#### Work instructions
Find the word "wicker" in the data, then copy each line where it is found.

#### Given data
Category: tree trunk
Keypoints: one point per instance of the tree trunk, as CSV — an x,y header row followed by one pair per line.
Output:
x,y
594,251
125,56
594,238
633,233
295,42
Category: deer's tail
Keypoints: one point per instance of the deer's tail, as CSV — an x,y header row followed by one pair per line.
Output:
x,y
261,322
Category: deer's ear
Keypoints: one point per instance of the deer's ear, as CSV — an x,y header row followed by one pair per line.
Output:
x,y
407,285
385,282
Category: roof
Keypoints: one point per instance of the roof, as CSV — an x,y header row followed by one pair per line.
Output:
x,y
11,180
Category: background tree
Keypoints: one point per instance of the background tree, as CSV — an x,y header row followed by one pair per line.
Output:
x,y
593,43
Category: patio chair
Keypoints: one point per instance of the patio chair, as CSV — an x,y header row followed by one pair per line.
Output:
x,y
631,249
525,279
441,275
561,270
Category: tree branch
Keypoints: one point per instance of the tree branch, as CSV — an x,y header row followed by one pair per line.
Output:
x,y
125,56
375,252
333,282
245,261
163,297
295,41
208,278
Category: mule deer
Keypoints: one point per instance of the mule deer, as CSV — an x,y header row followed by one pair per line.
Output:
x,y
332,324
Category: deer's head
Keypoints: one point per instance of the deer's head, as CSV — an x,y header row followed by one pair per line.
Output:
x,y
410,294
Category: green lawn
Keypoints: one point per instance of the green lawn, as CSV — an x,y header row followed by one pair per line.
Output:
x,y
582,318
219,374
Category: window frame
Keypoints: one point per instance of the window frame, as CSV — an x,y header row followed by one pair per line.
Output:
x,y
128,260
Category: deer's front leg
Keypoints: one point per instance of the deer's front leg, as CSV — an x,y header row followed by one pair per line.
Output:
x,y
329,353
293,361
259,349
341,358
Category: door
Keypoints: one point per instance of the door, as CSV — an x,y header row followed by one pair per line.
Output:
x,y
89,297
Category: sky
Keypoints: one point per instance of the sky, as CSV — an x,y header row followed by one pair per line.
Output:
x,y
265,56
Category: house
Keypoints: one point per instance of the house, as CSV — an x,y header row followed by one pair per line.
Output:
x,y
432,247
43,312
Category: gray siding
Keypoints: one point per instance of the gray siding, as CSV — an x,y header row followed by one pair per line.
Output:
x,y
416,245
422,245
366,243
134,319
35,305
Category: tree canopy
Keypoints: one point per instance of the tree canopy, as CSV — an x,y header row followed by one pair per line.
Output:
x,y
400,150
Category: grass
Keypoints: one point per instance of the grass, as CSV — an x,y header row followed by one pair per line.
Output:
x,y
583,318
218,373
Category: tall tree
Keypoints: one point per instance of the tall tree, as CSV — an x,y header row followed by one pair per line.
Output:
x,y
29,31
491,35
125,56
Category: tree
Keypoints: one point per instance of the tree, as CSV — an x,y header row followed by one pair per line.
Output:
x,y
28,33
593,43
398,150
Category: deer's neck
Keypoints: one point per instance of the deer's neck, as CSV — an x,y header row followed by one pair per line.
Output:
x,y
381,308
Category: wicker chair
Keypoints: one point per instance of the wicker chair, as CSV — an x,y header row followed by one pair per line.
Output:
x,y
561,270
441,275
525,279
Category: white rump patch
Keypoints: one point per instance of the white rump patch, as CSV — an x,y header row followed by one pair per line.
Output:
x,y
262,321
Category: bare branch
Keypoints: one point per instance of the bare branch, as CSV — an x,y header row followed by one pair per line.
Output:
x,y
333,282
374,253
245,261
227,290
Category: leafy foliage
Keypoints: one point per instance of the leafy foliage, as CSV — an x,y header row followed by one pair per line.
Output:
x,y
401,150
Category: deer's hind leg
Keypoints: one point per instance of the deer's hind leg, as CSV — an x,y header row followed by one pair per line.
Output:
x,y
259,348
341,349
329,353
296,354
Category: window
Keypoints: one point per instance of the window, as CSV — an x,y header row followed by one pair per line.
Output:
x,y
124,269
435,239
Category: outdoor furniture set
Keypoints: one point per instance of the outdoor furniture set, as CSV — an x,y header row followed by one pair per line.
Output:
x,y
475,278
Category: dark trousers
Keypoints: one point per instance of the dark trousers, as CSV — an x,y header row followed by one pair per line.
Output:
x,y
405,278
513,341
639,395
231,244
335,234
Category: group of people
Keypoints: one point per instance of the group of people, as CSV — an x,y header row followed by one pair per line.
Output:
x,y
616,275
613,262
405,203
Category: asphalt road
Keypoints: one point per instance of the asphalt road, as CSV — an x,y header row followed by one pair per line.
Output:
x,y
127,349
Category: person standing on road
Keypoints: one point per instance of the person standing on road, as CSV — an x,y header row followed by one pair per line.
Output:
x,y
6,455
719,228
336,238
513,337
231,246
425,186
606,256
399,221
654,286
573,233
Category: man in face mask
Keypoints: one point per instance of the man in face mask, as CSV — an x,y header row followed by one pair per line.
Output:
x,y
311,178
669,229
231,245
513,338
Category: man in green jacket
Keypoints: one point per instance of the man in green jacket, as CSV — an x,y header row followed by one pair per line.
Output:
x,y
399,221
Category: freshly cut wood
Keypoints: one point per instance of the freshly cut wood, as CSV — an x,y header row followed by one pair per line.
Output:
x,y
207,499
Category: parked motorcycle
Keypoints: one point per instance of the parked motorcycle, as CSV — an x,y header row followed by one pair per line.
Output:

#### Answer space
Category: wicker chair
Keypoints: one point per instance of the wicker chair, as CSV — an x,y header row followed by one pair per line.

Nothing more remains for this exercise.